Records from a point-labeling set
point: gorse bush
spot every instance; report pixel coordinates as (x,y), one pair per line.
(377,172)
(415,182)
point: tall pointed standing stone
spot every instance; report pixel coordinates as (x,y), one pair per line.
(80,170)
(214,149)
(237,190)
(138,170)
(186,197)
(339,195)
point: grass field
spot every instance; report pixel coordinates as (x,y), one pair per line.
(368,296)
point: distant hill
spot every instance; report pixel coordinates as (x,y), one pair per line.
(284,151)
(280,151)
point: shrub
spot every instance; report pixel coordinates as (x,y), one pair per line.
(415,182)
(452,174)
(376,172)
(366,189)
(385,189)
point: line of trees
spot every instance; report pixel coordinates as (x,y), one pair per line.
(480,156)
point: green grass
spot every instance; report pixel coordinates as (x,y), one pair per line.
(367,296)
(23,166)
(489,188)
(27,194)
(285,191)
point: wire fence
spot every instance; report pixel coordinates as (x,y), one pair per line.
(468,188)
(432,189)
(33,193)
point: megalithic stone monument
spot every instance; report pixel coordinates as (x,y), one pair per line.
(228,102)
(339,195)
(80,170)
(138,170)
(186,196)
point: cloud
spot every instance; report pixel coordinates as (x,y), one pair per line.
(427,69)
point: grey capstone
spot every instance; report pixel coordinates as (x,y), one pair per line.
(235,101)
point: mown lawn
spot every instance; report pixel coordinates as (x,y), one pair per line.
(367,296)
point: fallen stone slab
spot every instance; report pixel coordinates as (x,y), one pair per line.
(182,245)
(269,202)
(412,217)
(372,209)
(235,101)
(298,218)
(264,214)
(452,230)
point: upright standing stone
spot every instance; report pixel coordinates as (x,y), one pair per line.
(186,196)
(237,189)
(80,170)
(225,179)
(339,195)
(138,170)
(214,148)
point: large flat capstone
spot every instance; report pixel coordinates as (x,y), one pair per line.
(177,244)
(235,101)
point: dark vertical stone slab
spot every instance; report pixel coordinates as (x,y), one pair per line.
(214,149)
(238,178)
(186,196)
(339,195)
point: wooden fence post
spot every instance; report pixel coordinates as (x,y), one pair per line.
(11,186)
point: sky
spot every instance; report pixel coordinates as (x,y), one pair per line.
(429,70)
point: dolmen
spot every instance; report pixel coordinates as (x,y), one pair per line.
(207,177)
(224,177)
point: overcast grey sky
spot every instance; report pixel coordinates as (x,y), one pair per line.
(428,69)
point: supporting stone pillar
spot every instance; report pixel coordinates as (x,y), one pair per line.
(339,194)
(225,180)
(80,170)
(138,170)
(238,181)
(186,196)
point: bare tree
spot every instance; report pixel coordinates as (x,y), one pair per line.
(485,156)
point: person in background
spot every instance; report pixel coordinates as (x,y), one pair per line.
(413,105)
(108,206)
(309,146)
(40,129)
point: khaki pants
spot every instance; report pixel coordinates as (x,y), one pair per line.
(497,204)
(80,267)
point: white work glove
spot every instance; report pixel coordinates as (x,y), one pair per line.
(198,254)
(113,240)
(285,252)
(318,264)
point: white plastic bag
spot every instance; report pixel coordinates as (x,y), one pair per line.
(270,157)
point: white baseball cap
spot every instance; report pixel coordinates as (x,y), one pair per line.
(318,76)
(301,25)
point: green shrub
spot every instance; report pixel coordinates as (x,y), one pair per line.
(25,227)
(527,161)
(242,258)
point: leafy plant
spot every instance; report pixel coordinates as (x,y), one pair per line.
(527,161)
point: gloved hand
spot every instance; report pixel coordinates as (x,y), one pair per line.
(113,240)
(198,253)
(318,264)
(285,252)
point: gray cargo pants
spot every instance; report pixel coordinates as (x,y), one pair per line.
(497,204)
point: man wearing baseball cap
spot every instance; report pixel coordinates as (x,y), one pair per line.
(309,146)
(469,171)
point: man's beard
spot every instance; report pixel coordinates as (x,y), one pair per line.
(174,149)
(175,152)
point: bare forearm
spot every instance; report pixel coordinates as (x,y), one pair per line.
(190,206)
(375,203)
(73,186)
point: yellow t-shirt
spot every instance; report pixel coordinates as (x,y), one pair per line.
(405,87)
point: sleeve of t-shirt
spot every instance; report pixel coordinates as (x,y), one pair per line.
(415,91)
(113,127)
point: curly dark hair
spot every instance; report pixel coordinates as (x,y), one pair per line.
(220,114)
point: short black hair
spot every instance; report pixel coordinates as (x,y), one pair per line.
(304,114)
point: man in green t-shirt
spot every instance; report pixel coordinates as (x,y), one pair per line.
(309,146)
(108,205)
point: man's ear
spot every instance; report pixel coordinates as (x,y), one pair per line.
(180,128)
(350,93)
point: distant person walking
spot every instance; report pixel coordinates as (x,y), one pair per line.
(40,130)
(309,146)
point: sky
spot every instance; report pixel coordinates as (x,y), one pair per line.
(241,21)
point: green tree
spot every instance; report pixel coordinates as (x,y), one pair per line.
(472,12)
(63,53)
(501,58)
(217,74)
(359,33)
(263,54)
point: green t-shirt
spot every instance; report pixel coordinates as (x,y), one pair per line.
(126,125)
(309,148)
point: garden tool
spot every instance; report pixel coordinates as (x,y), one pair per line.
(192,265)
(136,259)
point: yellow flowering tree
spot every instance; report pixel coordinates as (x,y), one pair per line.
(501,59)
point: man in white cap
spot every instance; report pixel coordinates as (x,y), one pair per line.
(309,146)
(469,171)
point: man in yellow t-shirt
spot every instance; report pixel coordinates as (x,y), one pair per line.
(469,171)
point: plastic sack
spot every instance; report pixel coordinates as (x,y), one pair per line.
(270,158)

...

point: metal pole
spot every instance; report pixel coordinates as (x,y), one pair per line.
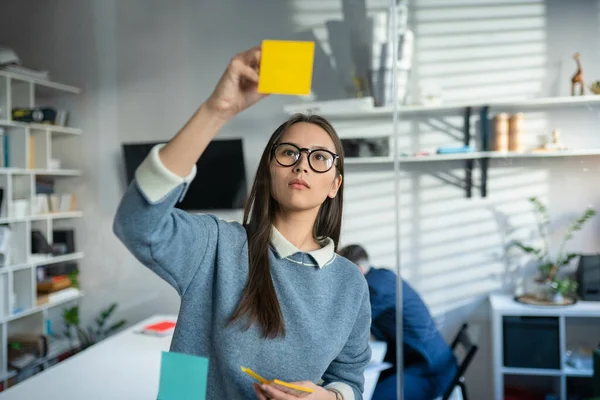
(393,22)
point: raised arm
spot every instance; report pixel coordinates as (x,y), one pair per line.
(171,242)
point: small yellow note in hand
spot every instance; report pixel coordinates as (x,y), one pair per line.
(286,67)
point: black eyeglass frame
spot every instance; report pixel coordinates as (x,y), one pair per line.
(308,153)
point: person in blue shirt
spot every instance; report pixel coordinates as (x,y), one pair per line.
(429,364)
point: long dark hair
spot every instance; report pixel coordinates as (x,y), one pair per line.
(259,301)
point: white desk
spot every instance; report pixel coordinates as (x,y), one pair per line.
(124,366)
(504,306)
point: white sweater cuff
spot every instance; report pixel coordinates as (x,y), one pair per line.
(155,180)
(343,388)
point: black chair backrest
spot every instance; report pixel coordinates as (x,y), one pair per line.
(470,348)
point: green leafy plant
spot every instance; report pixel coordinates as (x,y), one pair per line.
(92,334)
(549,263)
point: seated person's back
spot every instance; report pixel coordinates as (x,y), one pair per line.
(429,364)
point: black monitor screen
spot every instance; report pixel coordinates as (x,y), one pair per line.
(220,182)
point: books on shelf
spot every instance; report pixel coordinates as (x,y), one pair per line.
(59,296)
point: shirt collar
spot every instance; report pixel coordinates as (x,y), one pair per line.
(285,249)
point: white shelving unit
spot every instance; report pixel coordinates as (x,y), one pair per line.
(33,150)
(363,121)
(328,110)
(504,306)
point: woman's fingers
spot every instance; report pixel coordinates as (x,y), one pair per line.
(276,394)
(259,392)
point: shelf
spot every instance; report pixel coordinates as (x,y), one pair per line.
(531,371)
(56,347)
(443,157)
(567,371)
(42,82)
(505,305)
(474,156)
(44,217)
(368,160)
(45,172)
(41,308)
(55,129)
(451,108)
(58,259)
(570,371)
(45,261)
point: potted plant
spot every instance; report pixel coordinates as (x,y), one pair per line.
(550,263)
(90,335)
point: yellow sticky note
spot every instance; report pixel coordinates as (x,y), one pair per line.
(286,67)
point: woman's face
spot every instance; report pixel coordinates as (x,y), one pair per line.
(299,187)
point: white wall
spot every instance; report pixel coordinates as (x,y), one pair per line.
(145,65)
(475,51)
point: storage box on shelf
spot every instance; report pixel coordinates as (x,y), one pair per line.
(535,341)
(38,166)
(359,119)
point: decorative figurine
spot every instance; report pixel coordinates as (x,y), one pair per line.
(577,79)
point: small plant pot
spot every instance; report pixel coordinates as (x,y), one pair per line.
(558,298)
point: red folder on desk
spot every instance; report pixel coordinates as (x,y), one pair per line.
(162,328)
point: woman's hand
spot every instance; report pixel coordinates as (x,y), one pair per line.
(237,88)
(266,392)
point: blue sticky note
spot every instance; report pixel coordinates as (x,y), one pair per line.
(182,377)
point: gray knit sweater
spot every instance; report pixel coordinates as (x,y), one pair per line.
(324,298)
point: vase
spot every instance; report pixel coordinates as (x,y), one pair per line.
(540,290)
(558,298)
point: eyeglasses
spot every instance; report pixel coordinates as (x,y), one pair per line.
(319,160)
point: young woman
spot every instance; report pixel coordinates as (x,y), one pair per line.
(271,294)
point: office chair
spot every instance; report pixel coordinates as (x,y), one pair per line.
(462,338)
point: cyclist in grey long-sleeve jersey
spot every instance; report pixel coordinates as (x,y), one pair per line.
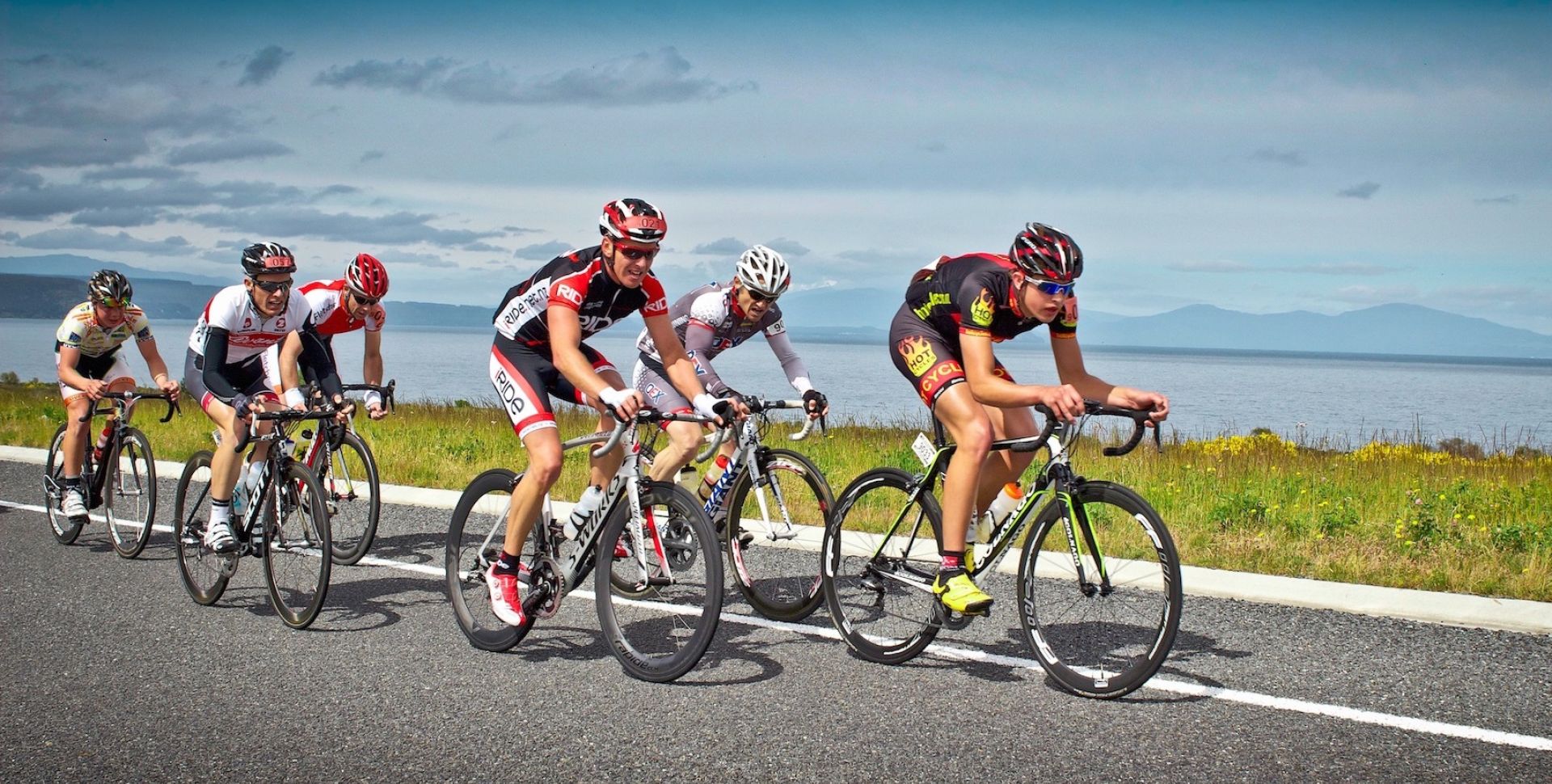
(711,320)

▶ Job:
Count the lines in the items above that contain the string "fence", treating case as significant. Give only the number.

▶ Finished task:
2